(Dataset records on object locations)

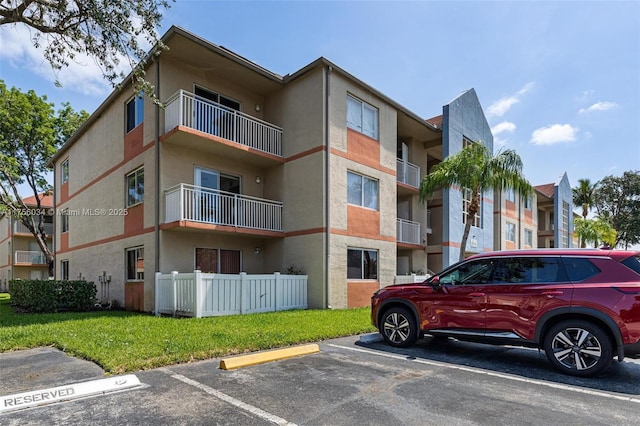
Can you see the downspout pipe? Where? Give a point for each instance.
(327, 204)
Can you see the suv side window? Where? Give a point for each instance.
(528, 270)
(579, 268)
(474, 272)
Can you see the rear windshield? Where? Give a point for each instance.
(633, 263)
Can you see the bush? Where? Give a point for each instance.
(52, 296)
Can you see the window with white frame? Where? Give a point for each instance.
(64, 171)
(528, 237)
(134, 112)
(466, 203)
(135, 263)
(65, 220)
(362, 191)
(510, 195)
(510, 232)
(135, 187)
(362, 264)
(362, 117)
(64, 270)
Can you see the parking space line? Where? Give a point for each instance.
(231, 400)
(491, 373)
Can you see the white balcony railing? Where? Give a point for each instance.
(408, 232)
(19, 228)
(408, 173)
(32, 257)
(197, 204)
(187, 109)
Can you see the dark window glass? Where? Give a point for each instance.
(633, 263)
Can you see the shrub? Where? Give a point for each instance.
(52, 296)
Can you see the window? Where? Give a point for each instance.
(510, 195)
(135, 264)
(510, 232)
(528, 237)
(135, 187)
(65, 220)
(362, 191)
(474, 272)
(64, 171)
(579, 269)
(466, 202)
(135, 112)
(362, 264)
(362, 117)
(64, 270)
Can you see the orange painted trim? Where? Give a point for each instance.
(370, 237)
(306, 153)
(224, 228)
(408, 187)
(104, 241)
(410, 246)
(107, 173)
(373, 166)
(220, 141)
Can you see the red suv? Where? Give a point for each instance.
(582, 306)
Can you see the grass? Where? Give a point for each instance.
(122, 341)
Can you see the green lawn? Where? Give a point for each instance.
(123, 341)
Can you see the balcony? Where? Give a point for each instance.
(19, 228)
(188, 110)
(408, 174)
(29, 258)
(188, 203)
(408, 232)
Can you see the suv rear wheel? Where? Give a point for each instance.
(398, 327)
(578, 347)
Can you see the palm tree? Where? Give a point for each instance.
(583, 195)
(474, 168)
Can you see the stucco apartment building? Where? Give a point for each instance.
(247, 170)
(20, 254)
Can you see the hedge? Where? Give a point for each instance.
(52, 296)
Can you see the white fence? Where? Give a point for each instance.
(197, 204)
(187, 109)
(198, 294)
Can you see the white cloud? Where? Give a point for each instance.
(556, 133)
(501, 106)
(82, 75)
(599, 106)
(505, 126)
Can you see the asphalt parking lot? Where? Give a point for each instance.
(348, 382)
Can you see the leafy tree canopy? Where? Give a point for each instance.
(30, 134)
(617, 200)
(109, 31)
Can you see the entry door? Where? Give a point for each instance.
(206, 196)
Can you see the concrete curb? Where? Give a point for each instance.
(268, 356)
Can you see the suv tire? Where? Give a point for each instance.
(398, 327)
(578, 347)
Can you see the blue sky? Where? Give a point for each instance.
(559, 81)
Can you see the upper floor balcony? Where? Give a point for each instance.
(194, 206)
(19, 228)
(222, 124)
(23, 257)
(408, 174)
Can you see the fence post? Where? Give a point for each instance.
(198, 293)
(174, 275)
(279, 291)
(157, 295)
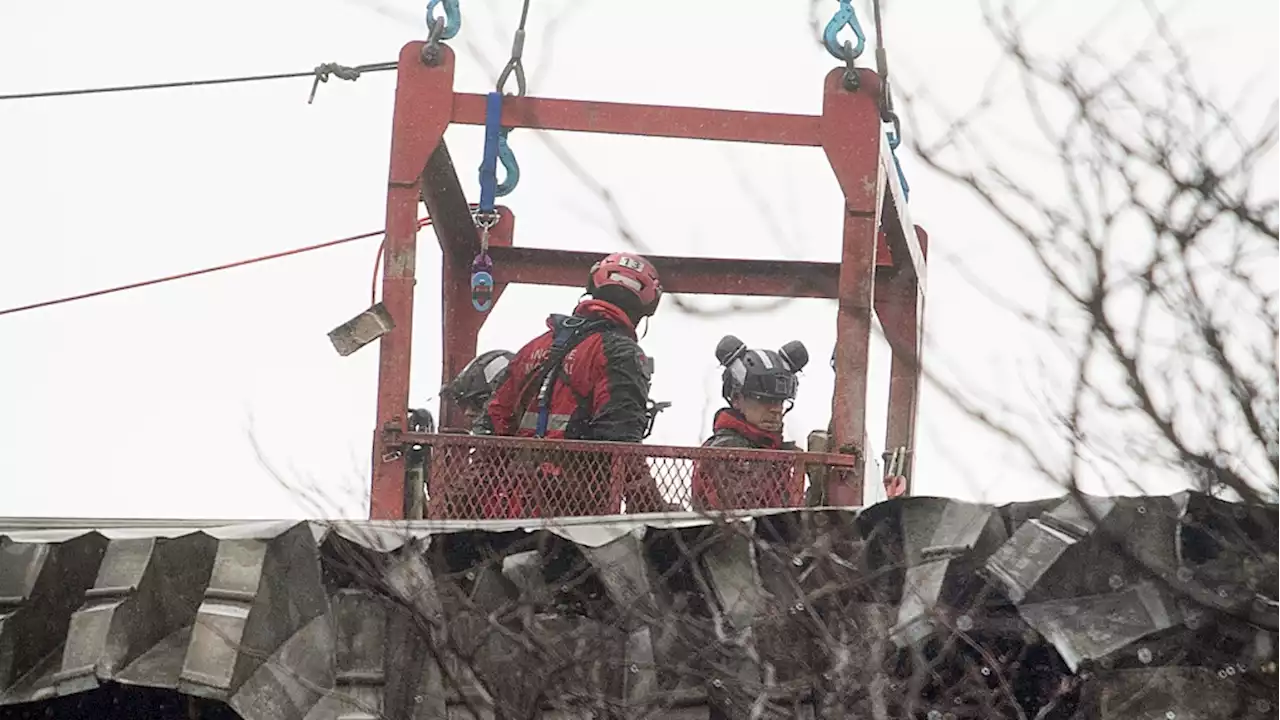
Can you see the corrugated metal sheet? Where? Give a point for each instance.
(1156, 607)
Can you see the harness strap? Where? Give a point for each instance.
(567, 333)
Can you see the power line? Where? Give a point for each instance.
(320, 73)
(201, 272)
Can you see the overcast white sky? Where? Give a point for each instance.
(142, 404)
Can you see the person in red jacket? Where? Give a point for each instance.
(759, 387)
(584, 378)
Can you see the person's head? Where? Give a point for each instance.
(476, 382)
(627, 281)
(760, 383)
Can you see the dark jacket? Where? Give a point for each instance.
(744, 484)
(600, 395)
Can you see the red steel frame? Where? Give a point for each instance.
(881, 270)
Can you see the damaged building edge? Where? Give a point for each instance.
(1109, 607)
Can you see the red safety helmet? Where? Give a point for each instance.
(630, 272)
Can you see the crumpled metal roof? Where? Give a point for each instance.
(1156, 607)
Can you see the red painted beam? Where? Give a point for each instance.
(904, 242)
(693, 276)
(649, 121)
(689, 276)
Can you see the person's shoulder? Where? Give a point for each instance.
(727, 438)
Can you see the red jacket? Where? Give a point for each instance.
(744, 484)
(602, 395)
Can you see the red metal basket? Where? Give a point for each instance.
(470, 477)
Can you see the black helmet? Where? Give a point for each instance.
(479, 378)
(766, 374)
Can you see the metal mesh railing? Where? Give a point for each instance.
(470, 477)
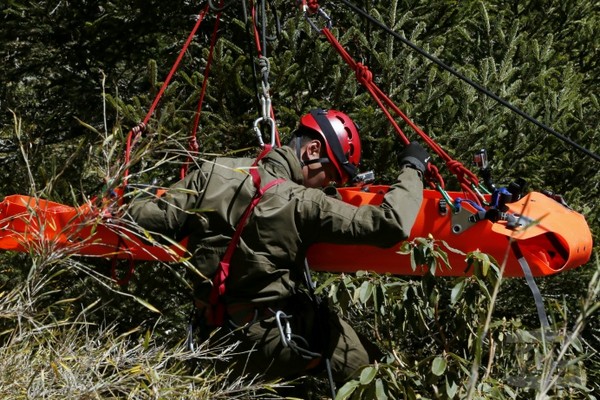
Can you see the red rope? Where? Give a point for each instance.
(465, 177)
(130, 137)
(193, 142)
(259, 51)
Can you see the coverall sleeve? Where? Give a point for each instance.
(168, 213)
(382, 226)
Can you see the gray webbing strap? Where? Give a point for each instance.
(537, 296)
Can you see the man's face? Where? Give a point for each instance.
(317, 175)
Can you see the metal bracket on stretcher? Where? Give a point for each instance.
(553, 237)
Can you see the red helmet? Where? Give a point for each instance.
(340, 135)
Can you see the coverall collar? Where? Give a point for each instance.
(282, 162)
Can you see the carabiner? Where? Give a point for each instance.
(284, 332)
(320, 13)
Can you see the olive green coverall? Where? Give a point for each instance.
(266, 273)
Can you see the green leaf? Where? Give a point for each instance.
(346, 391)
(366, 290)
(367, 375)
(438, 366)
(380, 390)
(457, 291)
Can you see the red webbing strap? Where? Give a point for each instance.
(217, 314)
(465, 177)
(193, 142)
(132, 137)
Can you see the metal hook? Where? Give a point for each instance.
(322, 14)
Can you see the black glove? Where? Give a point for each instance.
(415, 156)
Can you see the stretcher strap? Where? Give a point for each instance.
(537, 296)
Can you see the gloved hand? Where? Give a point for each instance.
(415, 156)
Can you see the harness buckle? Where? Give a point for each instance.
(285, 329)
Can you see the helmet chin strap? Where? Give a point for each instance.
(308, 162)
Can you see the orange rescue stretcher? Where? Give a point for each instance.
(551, 237)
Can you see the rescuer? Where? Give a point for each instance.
(268, 305)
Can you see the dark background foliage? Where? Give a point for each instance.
(68, 66)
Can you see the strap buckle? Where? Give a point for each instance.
(285, 330)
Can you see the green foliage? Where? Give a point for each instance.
(76, 77)
(443, 338)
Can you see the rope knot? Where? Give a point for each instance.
(193, 144)
(363, 74)
(313, 6)
(139, 128)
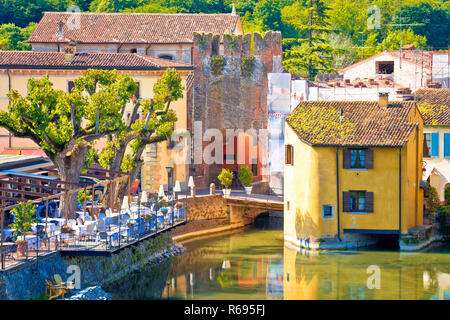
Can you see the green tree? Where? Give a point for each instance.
(434, 21)
(309, 54)
(66, 125)
(124, 149)
(395, 37)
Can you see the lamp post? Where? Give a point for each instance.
(191, 185)
(170, 187)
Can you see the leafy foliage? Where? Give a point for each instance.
(245, 176)
(225, 177)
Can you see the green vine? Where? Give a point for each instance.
(247, 65)
(217, 64)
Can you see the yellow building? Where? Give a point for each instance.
(16, 68)
(353, 170)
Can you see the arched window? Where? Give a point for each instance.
(166, 56)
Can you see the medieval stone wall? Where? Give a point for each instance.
(229, 91)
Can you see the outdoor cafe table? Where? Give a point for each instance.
(33, 241)
(8, 233)
(50, 227)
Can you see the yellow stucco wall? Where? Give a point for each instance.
(19, 81)
(312, 182)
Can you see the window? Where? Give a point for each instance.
(327, 211)
(446, 145)
(358, 201)
(289, 154)
(385, 67)
(431, 145)
(138, 93)
(254, 167)
(357, 158)
(70, 86)
(166, 56)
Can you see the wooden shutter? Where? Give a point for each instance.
(435, 145)
(288, 154)
(369, 159)
(138, 93)
(346, 159)
(346, 202)
(70, 86)
(369, 201)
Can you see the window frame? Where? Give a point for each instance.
(331, 206)
(358, 209)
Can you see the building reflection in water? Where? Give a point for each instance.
(344, 275)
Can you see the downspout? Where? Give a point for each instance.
(9, 103)
(400, 192)
(337, 193)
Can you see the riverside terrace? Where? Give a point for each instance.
(92, 234)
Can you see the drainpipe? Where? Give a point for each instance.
(9, 103)
(399, 192)
(337, 192)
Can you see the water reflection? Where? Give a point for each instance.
(255, 264)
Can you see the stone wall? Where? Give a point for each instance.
(29, 281)
(229, 91)
(207, 207)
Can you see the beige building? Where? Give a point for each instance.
(16, 68)
(436, 154)
(168, 36)
(411, 68)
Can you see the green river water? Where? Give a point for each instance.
(254, 263)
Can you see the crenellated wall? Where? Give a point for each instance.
(230, 87)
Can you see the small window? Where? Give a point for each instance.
(255, 167)
(166, 56)
(327, 211)
(138, 92)
(70, 86)
(357, 158)
(385, 67)
(358, 201)
(289, 154)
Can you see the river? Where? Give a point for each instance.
(254, 263)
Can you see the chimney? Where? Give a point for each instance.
(383, 100)
(60, 30)
(70, 51)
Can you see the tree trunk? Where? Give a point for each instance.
(122, 187)
(69, 168)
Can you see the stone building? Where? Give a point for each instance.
(228, 92)
(160, 35)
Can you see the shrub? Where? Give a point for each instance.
(245, 176)
(23, 218)
(433, 198)
(225, 177)
(217, 64)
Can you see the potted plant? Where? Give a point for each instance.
(226, 178)
(246, 178)
(23, 219)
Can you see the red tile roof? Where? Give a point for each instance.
(438, 101)
(364, 123)
(408, 56)
(124, 61)
(131, 27)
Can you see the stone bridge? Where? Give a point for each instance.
(242, 208)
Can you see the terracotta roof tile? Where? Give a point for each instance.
(439, 102)
(30, 59)
(364, 123)
(131, 27)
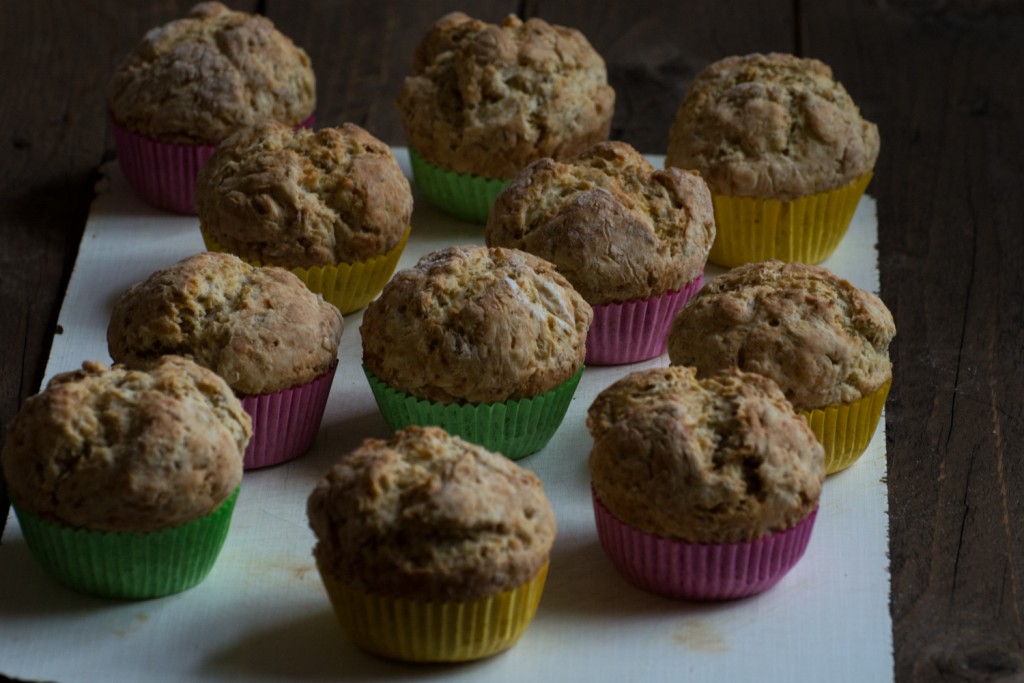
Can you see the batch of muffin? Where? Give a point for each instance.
(706, 474)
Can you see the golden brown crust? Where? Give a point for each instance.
(299, 199)
(260, 329)
(822, 340)
(771, 126)
(487, 99)
(476, 325)
(118, 450)
(429, 516)
(718, 460)
(615, 227)
(197, 79)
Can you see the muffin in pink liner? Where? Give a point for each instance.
(636, 330)
(272, 340)
(163, 174)
(188, 84)
(632, 240)
(702, 488)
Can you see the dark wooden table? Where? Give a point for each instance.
(943, 79)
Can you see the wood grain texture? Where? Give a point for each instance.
(948, 184)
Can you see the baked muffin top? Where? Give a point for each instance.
(487, 99)
(429, 516)
(717, 460)
(476, 325)
(298, 199)
(616, 228)
(260, 329)
(822, 340)
(119, 450)
(771, 126)
(197, 79)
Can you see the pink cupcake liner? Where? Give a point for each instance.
(163, 174)
(286, 423)
(700, 571)
(634, 331)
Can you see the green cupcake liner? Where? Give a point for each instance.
(462, 195)
(125, 564)
(513, 428)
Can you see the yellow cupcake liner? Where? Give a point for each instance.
(806, 229)
(425, 631)
(348, 286)
(846, 430)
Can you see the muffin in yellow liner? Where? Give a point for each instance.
(332, 206)
(784, 151)
(846, 430)
(806, 229)
(348, 286)
(431, 548)
(821, 339)
(427, 631)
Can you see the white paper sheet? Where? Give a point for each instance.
(263, 615)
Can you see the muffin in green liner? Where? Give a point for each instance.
(464, 196)
(125, 564)
(514, 428)
(124, 480)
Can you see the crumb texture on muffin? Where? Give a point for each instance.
(119, 450)
(260, 329)
(772, 126)
(197, 79)
(429, 516)
(476, 325)
(299, 199)
(822, 340)
(615, 227)
(487, 99)
(717, 460)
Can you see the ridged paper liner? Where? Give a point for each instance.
(163, 174)
(633, 331)
(806, 229)
(699, 571)
(846, 430)
(422, 631)
(348, 286)
(514, 428)
(124, 564)
(285, 423)
(462, 195)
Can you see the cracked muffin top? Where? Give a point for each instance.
(487, 99)
(771, 126)
(477, 325)
(429, 516)
(722, 459)
(822, 340)
(259, 328)
(197, 79)
(118, 450)
(299, 199)
(615, 227)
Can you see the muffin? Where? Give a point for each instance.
(704, 488)
(485, 342)
(273, 341)
(333, 206)
(188, 84)
(123, 480)
(431, 549)
(784, 151)
(483, 100)
(822, 340)
(633, 241)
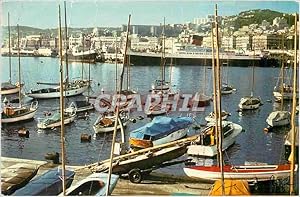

**TASK DESCRIPTION:**
Pick out every line of the data above that contains the string "strap". Treat uppercase and lowercase as different.

**RESULT:**
Can you see the harness strap? Where? Give a point for each instance.
Can you see the gray webbing strap? Where? Give a point for each instance.
Can you see the red webbing strap? Where? Give a point for each instance.
Can you see the stretcher strap? Where? Give a point for each instance.
Can you see the helmet chin strap? Where? Give a point for each instance.
Can you see the strap buckle? Where? Give a point for each instance.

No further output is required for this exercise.